--- RECORDS FOR THIS TASK ---
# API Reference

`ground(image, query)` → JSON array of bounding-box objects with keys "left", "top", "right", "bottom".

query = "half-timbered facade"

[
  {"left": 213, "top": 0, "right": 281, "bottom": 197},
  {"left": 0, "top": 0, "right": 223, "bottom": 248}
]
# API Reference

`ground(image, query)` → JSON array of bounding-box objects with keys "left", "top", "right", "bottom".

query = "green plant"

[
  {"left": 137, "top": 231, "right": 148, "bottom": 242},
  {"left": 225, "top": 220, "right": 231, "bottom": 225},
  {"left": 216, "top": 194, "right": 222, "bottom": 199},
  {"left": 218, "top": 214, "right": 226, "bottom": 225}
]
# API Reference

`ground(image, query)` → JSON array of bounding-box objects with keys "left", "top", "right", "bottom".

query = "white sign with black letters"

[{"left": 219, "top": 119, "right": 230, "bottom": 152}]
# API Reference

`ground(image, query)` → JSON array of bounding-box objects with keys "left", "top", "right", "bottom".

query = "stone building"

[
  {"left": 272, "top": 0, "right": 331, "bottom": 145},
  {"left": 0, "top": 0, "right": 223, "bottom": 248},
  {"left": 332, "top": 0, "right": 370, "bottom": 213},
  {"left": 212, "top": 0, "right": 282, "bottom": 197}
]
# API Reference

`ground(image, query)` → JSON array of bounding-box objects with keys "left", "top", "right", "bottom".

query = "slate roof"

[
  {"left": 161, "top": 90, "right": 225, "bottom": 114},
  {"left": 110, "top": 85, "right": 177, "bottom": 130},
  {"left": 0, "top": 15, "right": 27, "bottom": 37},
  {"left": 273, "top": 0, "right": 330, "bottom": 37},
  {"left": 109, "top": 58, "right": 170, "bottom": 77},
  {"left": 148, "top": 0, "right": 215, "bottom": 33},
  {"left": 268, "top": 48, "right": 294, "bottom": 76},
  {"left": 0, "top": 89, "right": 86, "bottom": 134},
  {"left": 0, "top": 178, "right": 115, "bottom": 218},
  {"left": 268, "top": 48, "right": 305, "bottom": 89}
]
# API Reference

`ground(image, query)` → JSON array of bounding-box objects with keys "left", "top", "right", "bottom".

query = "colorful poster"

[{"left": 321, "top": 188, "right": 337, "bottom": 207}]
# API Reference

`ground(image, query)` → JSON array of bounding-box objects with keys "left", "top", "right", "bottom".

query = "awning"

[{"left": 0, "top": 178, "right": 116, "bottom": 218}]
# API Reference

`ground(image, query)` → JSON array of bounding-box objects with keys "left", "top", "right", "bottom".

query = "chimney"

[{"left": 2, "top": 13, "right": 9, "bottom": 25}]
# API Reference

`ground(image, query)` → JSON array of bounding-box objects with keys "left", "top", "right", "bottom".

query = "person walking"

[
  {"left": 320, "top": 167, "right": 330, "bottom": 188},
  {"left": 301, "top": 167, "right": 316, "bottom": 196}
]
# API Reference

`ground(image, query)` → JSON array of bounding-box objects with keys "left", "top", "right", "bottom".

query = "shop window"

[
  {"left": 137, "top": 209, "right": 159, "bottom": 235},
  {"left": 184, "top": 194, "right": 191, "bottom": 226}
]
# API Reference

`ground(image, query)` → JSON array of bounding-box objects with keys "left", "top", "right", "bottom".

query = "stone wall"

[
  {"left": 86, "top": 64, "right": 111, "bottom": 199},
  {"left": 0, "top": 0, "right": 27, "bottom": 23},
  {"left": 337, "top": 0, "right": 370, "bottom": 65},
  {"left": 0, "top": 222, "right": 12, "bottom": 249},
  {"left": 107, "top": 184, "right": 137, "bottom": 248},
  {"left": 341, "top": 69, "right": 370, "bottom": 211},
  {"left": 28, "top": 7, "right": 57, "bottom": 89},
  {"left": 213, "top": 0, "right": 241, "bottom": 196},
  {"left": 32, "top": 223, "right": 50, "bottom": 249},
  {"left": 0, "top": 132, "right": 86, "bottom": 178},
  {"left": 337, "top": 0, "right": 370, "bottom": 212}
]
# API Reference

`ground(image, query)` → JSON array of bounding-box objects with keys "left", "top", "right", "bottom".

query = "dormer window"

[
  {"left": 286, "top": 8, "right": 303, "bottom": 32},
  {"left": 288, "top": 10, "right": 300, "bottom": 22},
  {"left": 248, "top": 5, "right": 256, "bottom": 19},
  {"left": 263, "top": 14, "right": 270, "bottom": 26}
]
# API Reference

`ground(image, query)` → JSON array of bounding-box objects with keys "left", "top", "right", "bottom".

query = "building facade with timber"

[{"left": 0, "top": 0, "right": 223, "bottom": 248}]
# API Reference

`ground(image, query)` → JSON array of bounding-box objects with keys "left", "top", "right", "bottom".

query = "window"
---
TASK OBJECTIVE: Each line of the data above must be restated word for word.

EXPECTED ANSWER:
# API Reference

`ground(image, query)` → JSON array of bounding-box objects with keys "left", "top", "right", "bottom".

query = "half-timbered facade"

[
  {"left": 213, "top": 0, "right": 281, "bottom": 197},
  {"left": 0, "top": 0, "right": 223, "bottom": 248}
]
# API Reference

`ground(image, query)` → JSON array of bounding-box objects with keys "left", "top", "right", "bottom".

query = "green plant"

[
  {"left": 137, "top": 231, "right": 148, "bottom": 242},
  {"left": 225, "top": 220, "right": 231, "bottom": 225},
  {"left": 216, "top": 194, "right": 222, "bottom": 199},
  {"left": 218, "top": 214, "right": 226, "bottom": 225}
]
# API Reference

`ground(image, query)` → JSON array of bounding-box objects with keys "left", "top", "right", "bottom".

query = "white sign with black letters"

[{"left": 219, "top": 119, "right": 230, "bottom": 152}]
# API Reference

`ground(image, query)` → JSON array of bounding-box objects with keys "left", "top", "right", "bottom".

query = "stone building"

[
  {"left": 272, "top": 0, "right": 331, "bottom": 145},
  {"left": 0, "top": 0, "right": 223, "bottom": 248},
  {"left": 332, "top": 0, "right": 370, "bottom": 213},
  {"left": 212, "top": 0, "right": 282, "bottom": 197}
]
# API Reference

`ground(image, query)` → JSON array of bounding-box objects with keys "left", "top", "right", "bottom".

query = "slate roof"

[
  {"left": 161, "top": 90, "right": 225, "bottom": 114},
  {"left": 110, "top": 85, "right": 177, "bottom": 130},
  {"left": 0, "top": 15, "right": 27, "bottom": 37},
  {"left": 273, "top": 0, "right": 330, "bottom": 37},
  {"left": 109, "top": 58, "right": 170, "bottom": 77},
  {"left": 148, "top": 0, "right": 215, "bottom": 33},
  {"left": 268, "top": 48, "right": 294, "bottom": 76},
  {"left": 0, "top": 89, "right": 86, "bottom": 134},
  {"left": 0, "top": 178, "right": 115, "bottom": 218},
  {"left": 268, "top": 48, "right": 305, "bottom": 89}
]
# API Reference

`ground(image, query)` → JSON array of bounding-box objects with keys "left", "top", "right", "bottom".

query = "colorful poster"

[{"left": 321, "top": 188, "right": 337, "bottom": 207}]
# API Reference

`ground(image, query)` → JSON array of bounding-box objects with keys "left", "top", "right", "bottom".

query = "awning"

[{"left": 0, "top": 178, "right": 116, "bottom": 218}]
# API Reference

`ground(image, query)` → JSON array of bounding-box objects with keys "left", "top", "right", "bottom".

query = "chimney"

[{"left": 2, "top": 13, "right": 9, "bottom": 25}]
# API Reference

`ground(image, query)` → JSON array of bounding-box objects with keys "left", "top", "right", "bottom".

query = "person walking"

[
  {"left": 320, "top": 167, "right": 330, "bottom": 188},
  {"left": 301, "top": 167, "right": 316, "bottom": 196}
]
# API Reference

`ground(image, query)` → JSON array of bounding-box objects with keys "left", "top", "right", "bottom".

query = "shop window"

[
  {"left": 137, "top": 209, "right": 159, "bottom": 235},
  {"left": 184, "top": 194, "right": 191, "bottom": 226}
]
# API Reference

`ground(image, query)` → JSON array of bounding-box objects with keys "left", "top", "right", "bottom".

query = "stone wall"

[
  {"left": 86, "top": 64, "right": 111, "bottom": 199},
  {"left": 0, "top": 0, "right": 27, "bottom": 23},
  {"left": 337, "top": 0, "right": 370, "bottom": 65},
  {"left": 0, "top": 222, "right": 12, "bottom": 249},
  {"left": 107, "top": 184, "right": 137, "bottom": 248},
  {"left": 341, "top": 69, "right": 370, "bottom": 211},
  {"left": 28, "top": 7, "right": 57, "bottom": 89},
  {"left": 213, "top": 0, "right": 241, "bottom": 196},
  {"left": 32, "top": 223, "right": 50, "bottom": 249},
  {"left": 0, "top": 132, "right": 86, "bottom": 178},
  {"left": 337, "top": 0, "right": 370, "bottom": 212}
]
# API Reference

`ground(image, query)` → JSON array of bounding-box objects with keys "left", "top", "right", "bottom".

query = "dormer window"

[
  {"left": 286, "top": 8, "right": 303, "bottom": 32},
  {"left": 288, "top": 10, "right": 300, "bottom": 22},
  {"left": 248, "top": 5, "right": 256, "bottom": 19},
  {"left": 263, "top": 14, "right": 270, "bottom": 26}
]
# API Reference

`ground(image, query)` → JSON array of bounding-box objects with keys "left", "top", "right", "bottom".

query = "building facade with timber"

[{"left": 0, "top": 0, "right": 223, "bottom": 248}]
# API Reference

`ground(image, query)` → JSON array of bounding-box objects with keys "left", "top", "right", "bottom".

query = "window"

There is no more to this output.